··· Source text

Tag: long covid neurology

Upregulation of olfactory receptors and neuronal-associated genes highlights complex immune and neuronal dysregulation in Long COVID patients

Abstract:

A substantial portion of patients infected with SARS-CoV-2 experience prolonged complications, known as Long COVID (LC). A subset of these patients exhibits the most debilitating symptoms, similar to those defined in Myalgic Encephalomyelitis/Chronic Fatigue Syndrome (ME/CFS). We performed bulk RNA sequencing (RNAseq) on the whole blood of LC with ME/CFS, at least 12 months post-onset of the acute disease, and compared them with controls.

We found that LC patients had a distinct transcriptional profile compared to controls. Key findings include the upregulation of genes involved in immune dysregulation and neuronal development, such as Fezf2, BRINP2, HOXC12, MEIS2, ZFHX3, and RELN. These genes are linked to neuroinflammatory responses, cognitive impairments, and hematopoietic disturbances, suggesting ongoing neurological and immune disturbances in LC patients. RELN, encoding the Reelin protein, was notably elevated in LC patients, potentially serving as a biomarker for LC pathogenesis due to its role in inflammation and neuronal function.

Immune cell analysis showed altered profiles in LC patients, with increased activated memory CD4 + T cells and neutrophils, and decreased regulatory T cells and NK cells, reflecting immune dysregulation. Changes in cytokine and chemokine expression further underscore the chronic inflammatory state in LC patients. Notably, a unique upregulation of olfactory receptors (ORs) suggest alternative roles for ORs in non-olfactory tissues. Pathway analysis revealed upregulation in ribosomal RNA processing, amino acid metabolism, protein synthesis, cell proliferation, DNA repair, and mitochondrial pathways, indicating heightened metabolic and immune demands. Conversely, downregulated pathways, such as VEGF signaling and TP53 activity, point to impaired tissue repair and cellular stress responses.

······

▸ **What the exercise asks**
Print the stretch of the Long COVID abstract from "Immune cell analysis" through "cellular stress responses.", copied word for word.

··· Provided information

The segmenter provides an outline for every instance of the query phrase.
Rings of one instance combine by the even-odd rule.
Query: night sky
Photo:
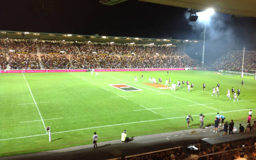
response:
[[[99,1],[2,2],[0,30],[203,39],[202,26],[198,25],[197,21],[189,22],[185,16],[186,8],[136,0],[112,6],[101,4]],[[207,57],[206,55],[206,59],[212,59],[214,56],[216,58],[220,57],[226,54],[228,49],[241,50],[244,46],[248,50],[256,49],[256,37],[254,37],[254,32],[256,32],[256,18],[235,18],[229,14],[218,13],[211,20],[207,28],[206,54],[208,52],[211,56]],[[226,34],[227,30],[229,31],[229,34]],[[216,48],[221,50],[216,52],[214,49]],[[188,49],[190,56],[193,56],[193,53],[197,52],[194,50]],[[200,54],[197,56],[199,58]]]

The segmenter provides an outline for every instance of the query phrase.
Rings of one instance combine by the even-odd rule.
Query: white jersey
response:
[[[98,135],[97,134],[94,134],[92,136],[92,139],[93,140],[97,141],[98,140]]]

······

▸ **Answer for the task**
Immune cell analysis showed altered profiles in LC patients, with increased activated memory CD4 + T cells and neutrophils, and decreased regulatory T cells and NK cells, reflecting immune dysregulation. Changes in cytokine and chemokine expression further underscore the chronic inflammatory state in LC patients. Notably, a unique upregulation of olfactory receptors (ORs) suggest alternative roles for ORs in non-olfactory tissues. Pathway analysis revealed upregulation in ribosomal RNA processing, amino acid metabolism, protein synthesis, cell proliferation, DNA repair, and mitochondrial pathways, indicating heightened metabolic and immune demands. Conversely, downregulated pathways, such as VEGF signaling and TP53 activity, point to impaired tissue repair and cellular stress responses.